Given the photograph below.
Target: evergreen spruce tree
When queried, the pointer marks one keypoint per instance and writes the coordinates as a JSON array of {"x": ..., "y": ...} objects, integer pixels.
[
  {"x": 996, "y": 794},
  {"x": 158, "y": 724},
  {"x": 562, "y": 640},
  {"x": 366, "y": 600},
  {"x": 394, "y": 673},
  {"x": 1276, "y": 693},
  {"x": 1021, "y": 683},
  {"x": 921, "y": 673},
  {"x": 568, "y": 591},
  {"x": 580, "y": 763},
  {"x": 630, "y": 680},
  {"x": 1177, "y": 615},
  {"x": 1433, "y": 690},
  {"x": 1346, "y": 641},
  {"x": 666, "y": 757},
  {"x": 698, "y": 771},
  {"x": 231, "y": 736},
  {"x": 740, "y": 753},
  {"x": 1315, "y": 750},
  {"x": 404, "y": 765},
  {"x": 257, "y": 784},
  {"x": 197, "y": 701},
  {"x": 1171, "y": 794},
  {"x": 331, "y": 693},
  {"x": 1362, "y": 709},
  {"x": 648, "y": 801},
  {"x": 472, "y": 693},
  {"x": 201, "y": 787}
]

...

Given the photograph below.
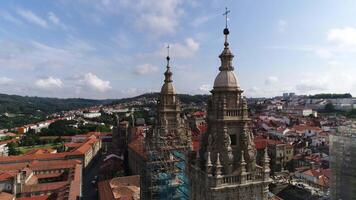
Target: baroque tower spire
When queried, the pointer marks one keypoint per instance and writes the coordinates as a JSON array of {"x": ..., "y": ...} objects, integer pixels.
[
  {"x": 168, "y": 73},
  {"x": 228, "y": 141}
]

Problem requirements:
Count the lines above that contain "Target", and give only the number.

Exercise answer:
2